** start **
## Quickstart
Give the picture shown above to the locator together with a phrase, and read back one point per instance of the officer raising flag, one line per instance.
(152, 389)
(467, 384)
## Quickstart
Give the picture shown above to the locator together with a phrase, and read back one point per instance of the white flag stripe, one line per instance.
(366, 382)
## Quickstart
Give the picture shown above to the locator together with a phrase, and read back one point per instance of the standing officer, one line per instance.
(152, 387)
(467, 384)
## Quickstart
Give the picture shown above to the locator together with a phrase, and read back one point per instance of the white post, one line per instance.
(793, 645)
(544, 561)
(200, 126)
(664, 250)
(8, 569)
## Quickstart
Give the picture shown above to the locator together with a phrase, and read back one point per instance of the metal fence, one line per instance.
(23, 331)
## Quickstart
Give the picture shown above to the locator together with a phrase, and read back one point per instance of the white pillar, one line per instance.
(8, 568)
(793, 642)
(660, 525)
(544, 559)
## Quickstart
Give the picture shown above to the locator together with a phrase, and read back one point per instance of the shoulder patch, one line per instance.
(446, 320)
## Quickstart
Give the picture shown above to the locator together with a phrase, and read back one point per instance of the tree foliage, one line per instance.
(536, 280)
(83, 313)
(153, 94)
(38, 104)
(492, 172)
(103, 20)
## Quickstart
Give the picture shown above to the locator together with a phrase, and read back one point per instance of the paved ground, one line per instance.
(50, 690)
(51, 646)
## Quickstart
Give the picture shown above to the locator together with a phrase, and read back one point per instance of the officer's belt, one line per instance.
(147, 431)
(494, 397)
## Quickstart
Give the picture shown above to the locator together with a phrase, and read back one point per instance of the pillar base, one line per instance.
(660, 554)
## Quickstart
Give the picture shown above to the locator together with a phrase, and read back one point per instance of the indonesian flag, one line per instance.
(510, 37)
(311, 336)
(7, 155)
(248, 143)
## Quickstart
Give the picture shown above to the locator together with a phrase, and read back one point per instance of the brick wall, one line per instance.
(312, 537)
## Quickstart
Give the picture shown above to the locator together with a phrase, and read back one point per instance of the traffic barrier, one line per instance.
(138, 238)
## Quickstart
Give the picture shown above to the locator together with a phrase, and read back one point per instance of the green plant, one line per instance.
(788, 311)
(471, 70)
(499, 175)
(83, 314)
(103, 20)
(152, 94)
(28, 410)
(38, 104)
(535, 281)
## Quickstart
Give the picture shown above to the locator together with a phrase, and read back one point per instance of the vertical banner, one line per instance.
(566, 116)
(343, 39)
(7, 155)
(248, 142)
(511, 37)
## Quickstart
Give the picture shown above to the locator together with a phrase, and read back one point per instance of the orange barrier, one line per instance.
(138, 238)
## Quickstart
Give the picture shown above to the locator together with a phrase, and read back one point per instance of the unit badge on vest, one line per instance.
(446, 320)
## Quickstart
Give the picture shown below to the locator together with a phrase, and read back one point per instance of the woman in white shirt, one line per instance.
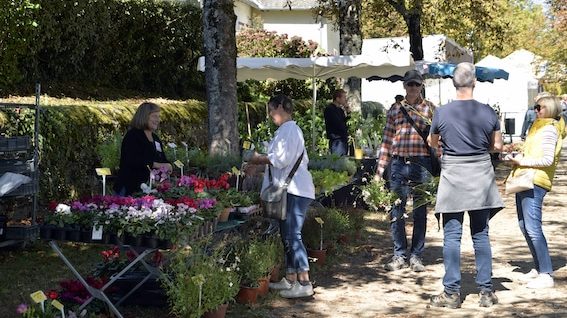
(284, 150)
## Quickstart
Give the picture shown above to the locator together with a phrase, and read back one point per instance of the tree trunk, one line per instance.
(220, 75)
(413, 21)
(351, 44)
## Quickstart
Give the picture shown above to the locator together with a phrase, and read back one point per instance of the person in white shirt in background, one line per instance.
(283, 151)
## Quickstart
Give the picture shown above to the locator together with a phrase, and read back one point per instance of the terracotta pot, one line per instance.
(263, 286)
(220, 312)
(275, 274)
(358, 153)
(223, 217)
(343, 239)
(247, 295)
(320, 255)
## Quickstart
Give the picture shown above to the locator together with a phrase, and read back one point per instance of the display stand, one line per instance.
(100, 293)
(19, 155)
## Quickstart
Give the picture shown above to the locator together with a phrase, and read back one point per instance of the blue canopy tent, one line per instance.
(445, 70)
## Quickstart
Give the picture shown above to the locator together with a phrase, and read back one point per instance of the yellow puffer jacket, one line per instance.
(532, 149)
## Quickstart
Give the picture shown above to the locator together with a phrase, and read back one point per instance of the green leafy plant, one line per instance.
(201, 280)
(326, 181)
(109, 151)
(377, 196)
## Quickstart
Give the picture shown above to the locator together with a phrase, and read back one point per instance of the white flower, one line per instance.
(63, 209)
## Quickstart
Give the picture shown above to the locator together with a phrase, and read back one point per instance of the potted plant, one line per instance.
(200, 282)
(313, 237)
(254, 265)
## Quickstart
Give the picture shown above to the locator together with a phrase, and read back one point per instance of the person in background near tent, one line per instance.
(141, 150)
(285, 150)
(531, 116)
(410, 165)
(541, 154)
(336, 117)
(470, 131)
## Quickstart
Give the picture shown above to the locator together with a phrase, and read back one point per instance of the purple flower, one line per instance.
(22, 309)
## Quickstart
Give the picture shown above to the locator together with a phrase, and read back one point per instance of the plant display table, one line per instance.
(100, 294)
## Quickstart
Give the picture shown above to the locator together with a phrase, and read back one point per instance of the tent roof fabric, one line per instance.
(259, 68)
(283, 5)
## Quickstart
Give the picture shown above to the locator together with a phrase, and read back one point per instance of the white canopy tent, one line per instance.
(324, 67)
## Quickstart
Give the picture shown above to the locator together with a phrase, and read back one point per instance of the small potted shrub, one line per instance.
(201, 283)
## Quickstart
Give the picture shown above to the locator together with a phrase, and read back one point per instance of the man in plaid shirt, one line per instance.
(404, 152)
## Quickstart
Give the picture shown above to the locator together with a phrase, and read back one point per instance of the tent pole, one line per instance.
(313, 114)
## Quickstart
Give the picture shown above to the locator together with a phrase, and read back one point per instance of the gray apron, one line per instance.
(467, 183)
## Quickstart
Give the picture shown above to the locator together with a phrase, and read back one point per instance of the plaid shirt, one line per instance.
(399, 137)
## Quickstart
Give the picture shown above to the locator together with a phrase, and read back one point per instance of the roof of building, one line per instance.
(283, 4)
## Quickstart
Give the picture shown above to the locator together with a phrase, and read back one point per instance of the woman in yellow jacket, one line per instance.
(541, 153)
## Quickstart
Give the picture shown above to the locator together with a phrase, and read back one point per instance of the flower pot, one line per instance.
(223, 217)
(58, 233)
(343, 239)
(220, 312)
(86, 236)
(247, 295)
(165, 244)
(275, 274)
(149, 241)
(73, 234)
(46, 231)
(263, 286)
(320, 255)
(132, 240)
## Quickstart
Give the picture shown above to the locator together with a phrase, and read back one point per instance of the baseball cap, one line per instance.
(413, 76)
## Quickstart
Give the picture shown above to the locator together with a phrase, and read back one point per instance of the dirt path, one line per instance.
(360, 287)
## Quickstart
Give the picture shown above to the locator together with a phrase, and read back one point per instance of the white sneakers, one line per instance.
(529, 275)
(541, 281)
(297, 291)
(283, 284)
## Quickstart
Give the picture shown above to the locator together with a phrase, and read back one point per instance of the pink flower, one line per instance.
(22, 309)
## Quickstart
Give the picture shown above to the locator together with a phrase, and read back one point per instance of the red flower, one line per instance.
(52, 205)
(52, 294)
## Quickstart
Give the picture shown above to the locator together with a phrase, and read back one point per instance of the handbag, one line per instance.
(435, 163)
(274, 197)
(518, 181)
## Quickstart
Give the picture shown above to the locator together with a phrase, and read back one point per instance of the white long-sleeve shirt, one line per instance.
(549, 140)
(283, 151)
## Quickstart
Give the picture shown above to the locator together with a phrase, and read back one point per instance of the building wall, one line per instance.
(301, 23)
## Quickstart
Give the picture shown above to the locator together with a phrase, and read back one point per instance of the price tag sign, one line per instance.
(97, 233)
(103, 171)
(38, 297)
(178, 164)
(55, 303)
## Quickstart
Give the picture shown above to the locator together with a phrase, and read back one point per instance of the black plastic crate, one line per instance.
(14, 144)
(22, 232)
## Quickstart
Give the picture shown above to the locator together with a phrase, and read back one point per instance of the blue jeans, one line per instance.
(290, 230)
(403, 176)
(528, 206)
(453, 230)
(338, 146)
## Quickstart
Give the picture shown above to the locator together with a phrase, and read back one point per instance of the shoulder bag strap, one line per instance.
(294, 169)
(414, 125)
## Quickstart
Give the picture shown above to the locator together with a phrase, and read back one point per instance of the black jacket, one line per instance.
(335, 122)
(136, 154)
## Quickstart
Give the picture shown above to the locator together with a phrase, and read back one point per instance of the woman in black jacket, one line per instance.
(141, 150)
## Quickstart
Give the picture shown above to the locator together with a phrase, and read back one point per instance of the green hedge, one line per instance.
** end **
> _Work to complete_
Which lines in the listing above contain the word "blue"? Copy each of those lines.

> _Response to the task_
Give the picture shown above to the locator together with a phrase, and read back one point per instance of the blue canopy tent, one line per instance.
Give the picture shown above to the locator together with a phrase, and read back one point per instance of the blue jeans, one line per instance.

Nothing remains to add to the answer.